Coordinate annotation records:
========================

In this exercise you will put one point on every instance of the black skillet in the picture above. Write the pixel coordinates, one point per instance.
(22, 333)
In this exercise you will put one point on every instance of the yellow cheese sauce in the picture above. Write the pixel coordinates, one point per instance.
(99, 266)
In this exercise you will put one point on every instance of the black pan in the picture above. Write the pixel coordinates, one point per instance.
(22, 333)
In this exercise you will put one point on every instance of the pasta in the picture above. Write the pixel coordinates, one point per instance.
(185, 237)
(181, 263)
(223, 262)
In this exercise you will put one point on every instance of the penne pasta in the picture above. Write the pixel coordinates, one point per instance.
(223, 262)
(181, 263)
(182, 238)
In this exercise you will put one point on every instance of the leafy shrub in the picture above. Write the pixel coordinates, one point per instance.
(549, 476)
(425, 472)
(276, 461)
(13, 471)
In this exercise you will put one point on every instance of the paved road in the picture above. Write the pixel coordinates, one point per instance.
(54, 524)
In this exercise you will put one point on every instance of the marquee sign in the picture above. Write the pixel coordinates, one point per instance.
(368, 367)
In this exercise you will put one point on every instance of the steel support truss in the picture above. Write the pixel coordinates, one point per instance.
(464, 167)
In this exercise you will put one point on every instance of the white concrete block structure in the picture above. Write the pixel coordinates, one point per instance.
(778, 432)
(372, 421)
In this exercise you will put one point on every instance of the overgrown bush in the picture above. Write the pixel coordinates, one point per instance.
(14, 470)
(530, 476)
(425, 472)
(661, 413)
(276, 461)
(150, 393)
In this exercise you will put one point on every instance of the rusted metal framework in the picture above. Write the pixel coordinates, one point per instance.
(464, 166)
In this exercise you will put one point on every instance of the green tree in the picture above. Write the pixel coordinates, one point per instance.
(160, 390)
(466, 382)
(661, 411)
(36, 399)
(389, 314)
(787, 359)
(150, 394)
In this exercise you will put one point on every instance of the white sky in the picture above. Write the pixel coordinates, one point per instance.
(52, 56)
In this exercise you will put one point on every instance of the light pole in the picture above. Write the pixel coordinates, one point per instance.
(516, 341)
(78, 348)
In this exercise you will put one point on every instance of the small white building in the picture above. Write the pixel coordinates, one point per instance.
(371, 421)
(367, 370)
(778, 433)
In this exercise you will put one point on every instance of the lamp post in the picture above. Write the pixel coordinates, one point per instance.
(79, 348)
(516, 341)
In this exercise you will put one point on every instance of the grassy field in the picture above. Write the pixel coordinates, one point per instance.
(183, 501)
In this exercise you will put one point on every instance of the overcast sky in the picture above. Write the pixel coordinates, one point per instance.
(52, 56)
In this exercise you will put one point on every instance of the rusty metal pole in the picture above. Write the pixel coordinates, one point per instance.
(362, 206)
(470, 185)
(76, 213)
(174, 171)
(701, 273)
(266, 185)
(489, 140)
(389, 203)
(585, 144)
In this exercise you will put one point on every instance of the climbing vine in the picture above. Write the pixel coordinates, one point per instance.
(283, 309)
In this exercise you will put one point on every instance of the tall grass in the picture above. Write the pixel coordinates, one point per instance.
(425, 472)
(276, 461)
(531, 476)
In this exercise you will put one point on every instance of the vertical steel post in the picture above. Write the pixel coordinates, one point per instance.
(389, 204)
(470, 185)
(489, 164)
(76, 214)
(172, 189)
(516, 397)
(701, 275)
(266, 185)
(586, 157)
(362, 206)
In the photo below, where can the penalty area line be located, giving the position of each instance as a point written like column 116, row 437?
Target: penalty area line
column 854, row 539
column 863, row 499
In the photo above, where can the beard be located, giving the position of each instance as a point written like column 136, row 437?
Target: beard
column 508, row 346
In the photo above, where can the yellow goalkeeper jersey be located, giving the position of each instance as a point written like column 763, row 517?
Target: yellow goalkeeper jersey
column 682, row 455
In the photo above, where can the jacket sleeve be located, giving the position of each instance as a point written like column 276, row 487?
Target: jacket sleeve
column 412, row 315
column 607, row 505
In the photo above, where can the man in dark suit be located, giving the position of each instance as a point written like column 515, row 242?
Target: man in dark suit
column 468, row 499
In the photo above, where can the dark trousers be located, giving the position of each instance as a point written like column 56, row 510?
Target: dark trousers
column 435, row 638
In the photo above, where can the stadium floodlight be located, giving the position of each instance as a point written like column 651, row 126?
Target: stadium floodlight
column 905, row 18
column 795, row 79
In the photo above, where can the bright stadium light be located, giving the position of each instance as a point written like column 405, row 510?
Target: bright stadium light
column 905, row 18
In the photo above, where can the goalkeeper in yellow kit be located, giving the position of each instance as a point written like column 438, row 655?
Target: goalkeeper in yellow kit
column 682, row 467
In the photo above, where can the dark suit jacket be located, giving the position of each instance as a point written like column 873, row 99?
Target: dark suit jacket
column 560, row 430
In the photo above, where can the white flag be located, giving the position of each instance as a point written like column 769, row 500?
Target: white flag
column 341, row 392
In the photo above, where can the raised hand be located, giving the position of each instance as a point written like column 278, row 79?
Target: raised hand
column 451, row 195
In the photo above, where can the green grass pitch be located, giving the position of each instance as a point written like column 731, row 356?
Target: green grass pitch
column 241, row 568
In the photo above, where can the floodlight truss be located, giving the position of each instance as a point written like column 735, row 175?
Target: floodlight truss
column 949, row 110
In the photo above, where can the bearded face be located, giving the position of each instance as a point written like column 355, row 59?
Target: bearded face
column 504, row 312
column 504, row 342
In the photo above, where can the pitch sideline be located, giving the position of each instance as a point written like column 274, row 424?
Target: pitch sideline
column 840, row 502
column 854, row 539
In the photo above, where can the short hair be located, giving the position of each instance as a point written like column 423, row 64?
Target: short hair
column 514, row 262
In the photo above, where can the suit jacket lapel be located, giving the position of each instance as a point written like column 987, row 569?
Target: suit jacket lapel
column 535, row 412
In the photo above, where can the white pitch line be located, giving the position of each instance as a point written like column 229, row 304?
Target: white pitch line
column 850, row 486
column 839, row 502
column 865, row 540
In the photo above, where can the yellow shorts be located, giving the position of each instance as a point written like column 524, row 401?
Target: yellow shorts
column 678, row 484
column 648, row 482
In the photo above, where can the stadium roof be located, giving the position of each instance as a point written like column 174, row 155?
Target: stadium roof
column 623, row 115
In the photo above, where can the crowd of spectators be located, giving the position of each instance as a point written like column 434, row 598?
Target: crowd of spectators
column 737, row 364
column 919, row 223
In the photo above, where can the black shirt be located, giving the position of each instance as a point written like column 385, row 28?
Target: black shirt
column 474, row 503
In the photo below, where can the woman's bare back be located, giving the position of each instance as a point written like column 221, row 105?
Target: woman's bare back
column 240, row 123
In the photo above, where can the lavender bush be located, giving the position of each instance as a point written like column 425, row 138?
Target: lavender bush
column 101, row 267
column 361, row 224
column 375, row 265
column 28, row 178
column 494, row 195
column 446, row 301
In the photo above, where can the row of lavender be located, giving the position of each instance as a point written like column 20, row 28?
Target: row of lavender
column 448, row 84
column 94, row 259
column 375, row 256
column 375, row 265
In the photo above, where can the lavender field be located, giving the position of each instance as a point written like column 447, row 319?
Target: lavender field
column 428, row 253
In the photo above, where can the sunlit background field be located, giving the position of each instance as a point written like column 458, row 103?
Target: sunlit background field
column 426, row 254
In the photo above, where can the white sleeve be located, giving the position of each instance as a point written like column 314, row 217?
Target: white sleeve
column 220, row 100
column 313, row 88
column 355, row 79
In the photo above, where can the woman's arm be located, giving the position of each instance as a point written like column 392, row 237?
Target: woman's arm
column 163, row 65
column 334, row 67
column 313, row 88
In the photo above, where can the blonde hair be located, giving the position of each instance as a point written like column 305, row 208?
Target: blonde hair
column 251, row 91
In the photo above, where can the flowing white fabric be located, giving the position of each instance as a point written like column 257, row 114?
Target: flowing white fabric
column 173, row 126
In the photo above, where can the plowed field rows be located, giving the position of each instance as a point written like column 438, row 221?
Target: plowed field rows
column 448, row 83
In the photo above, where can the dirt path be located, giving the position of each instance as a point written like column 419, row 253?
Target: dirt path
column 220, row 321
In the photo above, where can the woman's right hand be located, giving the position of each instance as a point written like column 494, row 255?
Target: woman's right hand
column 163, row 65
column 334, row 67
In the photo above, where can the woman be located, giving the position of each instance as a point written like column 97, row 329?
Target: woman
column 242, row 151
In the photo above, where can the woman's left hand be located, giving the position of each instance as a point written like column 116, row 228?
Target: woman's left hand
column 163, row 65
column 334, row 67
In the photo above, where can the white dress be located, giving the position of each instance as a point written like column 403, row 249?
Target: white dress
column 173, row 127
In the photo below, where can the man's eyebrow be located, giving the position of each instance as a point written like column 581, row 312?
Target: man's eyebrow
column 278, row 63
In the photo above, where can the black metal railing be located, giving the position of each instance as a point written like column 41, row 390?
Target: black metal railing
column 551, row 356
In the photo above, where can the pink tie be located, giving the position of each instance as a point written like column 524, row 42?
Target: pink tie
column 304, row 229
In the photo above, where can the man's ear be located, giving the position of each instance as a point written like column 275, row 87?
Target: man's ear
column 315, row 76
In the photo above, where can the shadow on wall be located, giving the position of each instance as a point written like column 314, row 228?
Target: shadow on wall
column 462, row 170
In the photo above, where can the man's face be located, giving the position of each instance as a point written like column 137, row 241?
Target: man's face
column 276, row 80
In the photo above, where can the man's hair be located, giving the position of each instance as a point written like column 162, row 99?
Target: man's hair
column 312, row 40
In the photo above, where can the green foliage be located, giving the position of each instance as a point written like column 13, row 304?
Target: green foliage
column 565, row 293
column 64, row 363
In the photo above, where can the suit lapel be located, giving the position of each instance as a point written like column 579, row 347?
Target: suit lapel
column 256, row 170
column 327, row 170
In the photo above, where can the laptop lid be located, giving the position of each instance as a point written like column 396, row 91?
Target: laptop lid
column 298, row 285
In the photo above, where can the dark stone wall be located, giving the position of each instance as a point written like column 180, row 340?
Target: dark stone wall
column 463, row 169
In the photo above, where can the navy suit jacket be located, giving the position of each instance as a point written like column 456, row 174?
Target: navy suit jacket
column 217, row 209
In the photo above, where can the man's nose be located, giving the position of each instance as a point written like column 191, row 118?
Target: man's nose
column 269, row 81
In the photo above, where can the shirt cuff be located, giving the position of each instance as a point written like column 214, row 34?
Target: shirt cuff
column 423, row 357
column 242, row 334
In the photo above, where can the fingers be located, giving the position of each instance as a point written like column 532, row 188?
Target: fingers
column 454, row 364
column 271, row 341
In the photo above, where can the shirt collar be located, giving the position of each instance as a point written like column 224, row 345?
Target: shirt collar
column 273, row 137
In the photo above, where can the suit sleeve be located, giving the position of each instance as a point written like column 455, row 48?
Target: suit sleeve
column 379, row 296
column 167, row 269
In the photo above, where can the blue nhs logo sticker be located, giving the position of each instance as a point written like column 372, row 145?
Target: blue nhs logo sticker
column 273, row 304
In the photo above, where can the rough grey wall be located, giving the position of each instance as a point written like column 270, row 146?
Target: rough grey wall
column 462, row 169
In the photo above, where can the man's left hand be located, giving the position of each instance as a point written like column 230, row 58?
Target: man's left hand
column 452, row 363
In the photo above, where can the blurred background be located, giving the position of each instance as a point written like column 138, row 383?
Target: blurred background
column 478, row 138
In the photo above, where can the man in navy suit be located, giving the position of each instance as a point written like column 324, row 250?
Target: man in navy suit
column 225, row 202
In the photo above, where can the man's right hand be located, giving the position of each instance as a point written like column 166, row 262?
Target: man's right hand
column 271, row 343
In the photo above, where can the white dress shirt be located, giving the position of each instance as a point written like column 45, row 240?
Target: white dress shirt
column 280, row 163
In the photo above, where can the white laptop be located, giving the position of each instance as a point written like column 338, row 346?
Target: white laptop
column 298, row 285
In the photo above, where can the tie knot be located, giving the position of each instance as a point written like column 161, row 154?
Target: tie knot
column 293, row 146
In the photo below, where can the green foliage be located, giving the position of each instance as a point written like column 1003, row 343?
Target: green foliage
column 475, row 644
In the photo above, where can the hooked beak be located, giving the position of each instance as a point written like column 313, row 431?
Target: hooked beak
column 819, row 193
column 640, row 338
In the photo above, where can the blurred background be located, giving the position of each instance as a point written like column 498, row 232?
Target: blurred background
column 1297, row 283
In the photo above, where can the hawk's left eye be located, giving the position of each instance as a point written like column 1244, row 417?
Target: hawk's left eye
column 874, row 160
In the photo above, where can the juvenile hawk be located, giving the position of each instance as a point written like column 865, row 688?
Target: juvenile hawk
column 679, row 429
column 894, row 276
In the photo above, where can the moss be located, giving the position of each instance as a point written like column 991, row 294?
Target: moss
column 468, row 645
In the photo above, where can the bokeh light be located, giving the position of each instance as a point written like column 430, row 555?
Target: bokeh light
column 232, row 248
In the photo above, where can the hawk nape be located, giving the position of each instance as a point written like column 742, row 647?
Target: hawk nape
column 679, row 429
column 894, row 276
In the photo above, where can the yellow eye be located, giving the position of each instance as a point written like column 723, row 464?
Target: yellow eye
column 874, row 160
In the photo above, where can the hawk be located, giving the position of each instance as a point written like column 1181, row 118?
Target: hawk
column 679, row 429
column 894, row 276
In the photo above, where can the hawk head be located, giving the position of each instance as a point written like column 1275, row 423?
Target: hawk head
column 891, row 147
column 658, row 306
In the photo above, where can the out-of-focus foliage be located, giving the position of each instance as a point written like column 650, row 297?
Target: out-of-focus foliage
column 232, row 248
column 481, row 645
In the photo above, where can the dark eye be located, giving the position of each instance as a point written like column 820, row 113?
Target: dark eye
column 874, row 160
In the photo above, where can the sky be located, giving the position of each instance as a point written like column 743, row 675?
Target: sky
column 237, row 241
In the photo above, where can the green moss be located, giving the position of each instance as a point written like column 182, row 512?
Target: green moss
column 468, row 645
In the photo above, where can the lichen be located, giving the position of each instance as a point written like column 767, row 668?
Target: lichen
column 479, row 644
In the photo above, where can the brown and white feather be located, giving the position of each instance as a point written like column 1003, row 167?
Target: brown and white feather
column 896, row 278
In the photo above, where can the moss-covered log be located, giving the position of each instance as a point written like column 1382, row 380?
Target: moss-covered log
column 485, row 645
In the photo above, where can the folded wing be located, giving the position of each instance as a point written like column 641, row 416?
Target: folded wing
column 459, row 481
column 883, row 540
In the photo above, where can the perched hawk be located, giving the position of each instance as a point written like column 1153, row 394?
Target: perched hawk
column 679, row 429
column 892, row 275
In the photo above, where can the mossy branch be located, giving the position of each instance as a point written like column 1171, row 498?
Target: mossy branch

========================

Rewrite the part of the listing that opens with the line containing "In the photo above, where can the woman's right" and closes with the line containing "column 312, row 40", replacing "pink tie" with "red tie" throughout and leaving everything else unchanged.

In the photo above, where can the woman's right hand be located, giving the position of each instance as a point written like column 494, row 255?
Target: woman's right hand
column 163, row 65
column 334, row 67
In the photo above, where can the woman be located, giving the position of each instance as a point written like column 97, row 329?
Target: woman
column 242, row 151
In the photo above, where can the woman's left hand be located, giving the position of each instance as a point written like column 116, row 228?
Target: woman's left hand
column 163, row 65
column 334, row 67
In the photo above, where can the white dress be located, giving the position of each instance as a point written like column 403, row 249?
Target: white dress
column 173, row 127
In the photo below, where can the man's eyebrow be located, giving the position of each instance as a point written like column 581, row 312?
Target: man's eyebrow
column 278, row 63
In the photo above, where can the black metal railing be located, giving the position of each instance as a point written like column 41, row 390?
Target: black metal railing
column 551, row 356
In the photo above, where can the red tie be located, giving the position of each instance as a point written like column 524, row 42?
Target: red tie
column 304, row 229
In the photo above, where can the man's ear be located, giving the position of each instance as a point written like column 275, row 87?
Target: man's ear
column 315, row 76
In the photo above, where can the shadow on wall be located, giving the position of each instance as a point written like column 314, row 228?
Target: shadow on wall
column 462, row 170
In the photo above, where can the man's face be located, giving the position of each instance as a point written like column 137, row 241?
Target: man's face
column 276, row 80
In the photo above, where can the man's hair be located, giving the position of each instance as a point written like column 162, row 99?
Target: man's hair
column 312, row 40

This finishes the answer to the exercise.